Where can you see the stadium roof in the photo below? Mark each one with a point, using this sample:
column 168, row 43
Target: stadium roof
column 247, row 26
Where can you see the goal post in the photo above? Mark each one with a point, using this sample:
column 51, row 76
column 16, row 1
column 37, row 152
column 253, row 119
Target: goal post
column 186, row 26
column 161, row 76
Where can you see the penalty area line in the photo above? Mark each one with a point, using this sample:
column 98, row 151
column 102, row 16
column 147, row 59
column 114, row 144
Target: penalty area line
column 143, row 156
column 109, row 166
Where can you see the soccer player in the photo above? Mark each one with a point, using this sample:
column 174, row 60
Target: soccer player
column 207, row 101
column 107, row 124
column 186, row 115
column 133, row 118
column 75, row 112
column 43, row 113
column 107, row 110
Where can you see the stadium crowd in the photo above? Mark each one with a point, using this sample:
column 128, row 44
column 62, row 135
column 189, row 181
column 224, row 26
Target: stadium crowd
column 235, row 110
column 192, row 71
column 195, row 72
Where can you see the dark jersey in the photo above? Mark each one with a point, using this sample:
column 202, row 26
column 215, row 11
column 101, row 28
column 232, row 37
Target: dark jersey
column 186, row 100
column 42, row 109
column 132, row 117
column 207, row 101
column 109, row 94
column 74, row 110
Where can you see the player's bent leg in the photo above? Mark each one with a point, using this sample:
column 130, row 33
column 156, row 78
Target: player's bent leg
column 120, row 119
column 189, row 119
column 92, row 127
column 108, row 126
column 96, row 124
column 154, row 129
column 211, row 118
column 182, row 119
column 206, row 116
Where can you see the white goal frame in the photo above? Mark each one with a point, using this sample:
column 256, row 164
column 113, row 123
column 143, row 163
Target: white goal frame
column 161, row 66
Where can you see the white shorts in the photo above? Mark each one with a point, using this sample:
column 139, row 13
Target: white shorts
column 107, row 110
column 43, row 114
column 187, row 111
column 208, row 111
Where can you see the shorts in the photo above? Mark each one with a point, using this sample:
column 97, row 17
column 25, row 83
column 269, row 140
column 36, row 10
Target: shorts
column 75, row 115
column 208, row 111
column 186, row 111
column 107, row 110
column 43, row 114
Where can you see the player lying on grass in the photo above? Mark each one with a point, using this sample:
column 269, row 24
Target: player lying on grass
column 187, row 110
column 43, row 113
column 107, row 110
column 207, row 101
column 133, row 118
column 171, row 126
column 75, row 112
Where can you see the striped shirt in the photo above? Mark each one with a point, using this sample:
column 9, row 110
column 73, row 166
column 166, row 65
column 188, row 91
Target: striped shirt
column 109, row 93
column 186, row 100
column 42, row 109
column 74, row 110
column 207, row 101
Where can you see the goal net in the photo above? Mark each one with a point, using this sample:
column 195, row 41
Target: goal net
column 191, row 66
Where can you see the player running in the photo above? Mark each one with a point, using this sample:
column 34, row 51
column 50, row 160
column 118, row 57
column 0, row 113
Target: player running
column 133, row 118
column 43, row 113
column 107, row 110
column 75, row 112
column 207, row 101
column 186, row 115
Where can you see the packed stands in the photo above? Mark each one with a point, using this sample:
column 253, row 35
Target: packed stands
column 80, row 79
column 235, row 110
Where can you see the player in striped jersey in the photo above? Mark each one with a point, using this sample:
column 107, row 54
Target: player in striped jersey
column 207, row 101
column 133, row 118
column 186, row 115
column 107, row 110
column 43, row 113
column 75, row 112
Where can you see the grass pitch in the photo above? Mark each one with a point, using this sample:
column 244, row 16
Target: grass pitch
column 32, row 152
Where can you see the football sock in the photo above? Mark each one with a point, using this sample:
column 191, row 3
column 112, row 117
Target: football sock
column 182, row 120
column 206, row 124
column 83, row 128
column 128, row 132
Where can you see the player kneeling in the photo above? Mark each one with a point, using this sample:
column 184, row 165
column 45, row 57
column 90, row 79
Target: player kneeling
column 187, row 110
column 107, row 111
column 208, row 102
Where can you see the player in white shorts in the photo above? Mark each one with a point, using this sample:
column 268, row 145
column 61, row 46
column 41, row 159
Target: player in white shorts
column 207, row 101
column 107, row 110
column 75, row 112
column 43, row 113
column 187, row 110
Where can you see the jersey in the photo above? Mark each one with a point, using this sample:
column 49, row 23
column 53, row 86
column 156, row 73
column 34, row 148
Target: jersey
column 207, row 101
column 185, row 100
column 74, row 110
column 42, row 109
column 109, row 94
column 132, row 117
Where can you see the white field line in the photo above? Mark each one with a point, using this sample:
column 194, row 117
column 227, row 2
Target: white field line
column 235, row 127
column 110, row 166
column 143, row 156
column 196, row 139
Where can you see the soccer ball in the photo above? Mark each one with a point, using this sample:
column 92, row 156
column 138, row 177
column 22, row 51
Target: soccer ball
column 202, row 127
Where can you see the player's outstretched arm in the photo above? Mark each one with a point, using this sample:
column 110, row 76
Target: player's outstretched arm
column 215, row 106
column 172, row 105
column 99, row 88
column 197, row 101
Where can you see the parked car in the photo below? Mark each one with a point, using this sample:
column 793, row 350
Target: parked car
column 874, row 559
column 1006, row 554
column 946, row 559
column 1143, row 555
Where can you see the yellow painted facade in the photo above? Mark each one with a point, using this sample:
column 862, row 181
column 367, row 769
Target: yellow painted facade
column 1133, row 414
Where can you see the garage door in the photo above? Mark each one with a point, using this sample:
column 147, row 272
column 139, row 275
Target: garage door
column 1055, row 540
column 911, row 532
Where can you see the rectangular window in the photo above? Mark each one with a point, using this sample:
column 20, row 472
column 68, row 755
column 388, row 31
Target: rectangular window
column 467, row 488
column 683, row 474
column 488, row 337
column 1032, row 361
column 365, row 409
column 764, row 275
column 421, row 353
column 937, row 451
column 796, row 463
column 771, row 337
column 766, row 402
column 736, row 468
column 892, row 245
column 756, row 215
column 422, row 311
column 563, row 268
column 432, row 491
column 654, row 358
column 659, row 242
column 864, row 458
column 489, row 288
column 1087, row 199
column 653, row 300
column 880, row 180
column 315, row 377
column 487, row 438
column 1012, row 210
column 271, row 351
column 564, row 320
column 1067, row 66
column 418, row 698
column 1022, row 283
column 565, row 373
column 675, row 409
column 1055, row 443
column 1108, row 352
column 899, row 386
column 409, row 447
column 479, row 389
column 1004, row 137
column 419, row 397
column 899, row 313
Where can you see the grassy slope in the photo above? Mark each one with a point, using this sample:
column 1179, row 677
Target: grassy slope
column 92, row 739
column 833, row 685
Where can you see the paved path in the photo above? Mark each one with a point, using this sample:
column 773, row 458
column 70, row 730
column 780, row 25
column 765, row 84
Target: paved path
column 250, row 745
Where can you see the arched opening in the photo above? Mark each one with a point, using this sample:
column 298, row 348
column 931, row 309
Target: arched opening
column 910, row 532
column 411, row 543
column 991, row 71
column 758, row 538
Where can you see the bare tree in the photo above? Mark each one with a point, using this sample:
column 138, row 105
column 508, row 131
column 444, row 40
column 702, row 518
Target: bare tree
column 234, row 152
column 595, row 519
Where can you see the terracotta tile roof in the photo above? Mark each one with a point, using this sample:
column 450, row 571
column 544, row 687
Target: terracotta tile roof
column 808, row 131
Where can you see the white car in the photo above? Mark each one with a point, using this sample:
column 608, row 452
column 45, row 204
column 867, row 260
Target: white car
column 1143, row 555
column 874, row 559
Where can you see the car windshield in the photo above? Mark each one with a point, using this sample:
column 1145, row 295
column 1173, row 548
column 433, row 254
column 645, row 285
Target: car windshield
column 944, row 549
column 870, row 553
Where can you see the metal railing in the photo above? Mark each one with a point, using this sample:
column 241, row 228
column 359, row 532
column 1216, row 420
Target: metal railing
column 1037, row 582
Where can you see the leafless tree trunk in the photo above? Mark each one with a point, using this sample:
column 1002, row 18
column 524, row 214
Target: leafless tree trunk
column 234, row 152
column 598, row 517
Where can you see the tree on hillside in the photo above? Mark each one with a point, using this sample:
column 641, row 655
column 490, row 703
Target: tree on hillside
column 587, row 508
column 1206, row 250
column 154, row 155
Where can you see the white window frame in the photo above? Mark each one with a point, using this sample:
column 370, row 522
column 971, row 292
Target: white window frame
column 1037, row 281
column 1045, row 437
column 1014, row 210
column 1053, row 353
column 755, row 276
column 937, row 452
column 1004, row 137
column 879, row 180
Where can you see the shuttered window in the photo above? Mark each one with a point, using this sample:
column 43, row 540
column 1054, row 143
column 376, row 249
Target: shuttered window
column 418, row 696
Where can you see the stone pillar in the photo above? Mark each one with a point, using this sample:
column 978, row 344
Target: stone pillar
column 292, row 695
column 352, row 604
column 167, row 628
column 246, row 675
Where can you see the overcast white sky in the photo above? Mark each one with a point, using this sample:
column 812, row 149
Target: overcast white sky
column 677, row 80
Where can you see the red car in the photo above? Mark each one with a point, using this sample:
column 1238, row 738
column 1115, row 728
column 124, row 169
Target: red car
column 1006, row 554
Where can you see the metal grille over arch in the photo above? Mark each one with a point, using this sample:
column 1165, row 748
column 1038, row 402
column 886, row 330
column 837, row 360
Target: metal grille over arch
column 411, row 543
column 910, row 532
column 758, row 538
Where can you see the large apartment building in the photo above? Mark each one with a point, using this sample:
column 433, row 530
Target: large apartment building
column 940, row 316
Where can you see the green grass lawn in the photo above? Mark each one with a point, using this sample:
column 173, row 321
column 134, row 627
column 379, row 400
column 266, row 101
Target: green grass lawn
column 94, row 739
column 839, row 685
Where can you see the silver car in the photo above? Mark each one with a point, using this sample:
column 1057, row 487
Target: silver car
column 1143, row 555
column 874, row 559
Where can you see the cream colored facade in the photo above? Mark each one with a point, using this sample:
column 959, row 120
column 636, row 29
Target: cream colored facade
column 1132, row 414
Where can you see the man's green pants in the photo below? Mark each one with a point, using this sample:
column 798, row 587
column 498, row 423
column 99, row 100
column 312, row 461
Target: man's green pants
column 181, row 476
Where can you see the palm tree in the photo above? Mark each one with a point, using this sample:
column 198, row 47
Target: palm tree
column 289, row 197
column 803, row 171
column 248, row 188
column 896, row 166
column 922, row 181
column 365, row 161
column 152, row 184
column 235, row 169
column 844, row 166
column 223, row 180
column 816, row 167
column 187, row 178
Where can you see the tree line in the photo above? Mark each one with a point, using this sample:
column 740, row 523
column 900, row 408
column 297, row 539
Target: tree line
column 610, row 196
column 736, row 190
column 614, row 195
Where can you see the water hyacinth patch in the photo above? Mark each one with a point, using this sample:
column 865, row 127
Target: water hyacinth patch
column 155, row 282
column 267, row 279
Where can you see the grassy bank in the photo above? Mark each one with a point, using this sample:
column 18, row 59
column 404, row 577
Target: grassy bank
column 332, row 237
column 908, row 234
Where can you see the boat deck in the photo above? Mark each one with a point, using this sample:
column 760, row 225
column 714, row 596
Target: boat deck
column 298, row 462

**********

**Assigned task**
From the records above, print exactly the lines that run from the line with "column 0, row 113" to the line with "column 107, row 54", inclusive.

**Response area**
column 0, row 113
Target: player running
column 133, row 118
column 43, row 113
column 107, row 110
column 75, row 112
column 207, row 101
column 186, row 115
Where can you see the packed stands in the photo above? Mark each one with a point, using this sample:
column 253, row 35
Target: packed stands
column 80, row 79
column 235, row 110
Where can you see the player in striped jersey in the photo above? Mark each one with a point, using this sample:
column 107, row 54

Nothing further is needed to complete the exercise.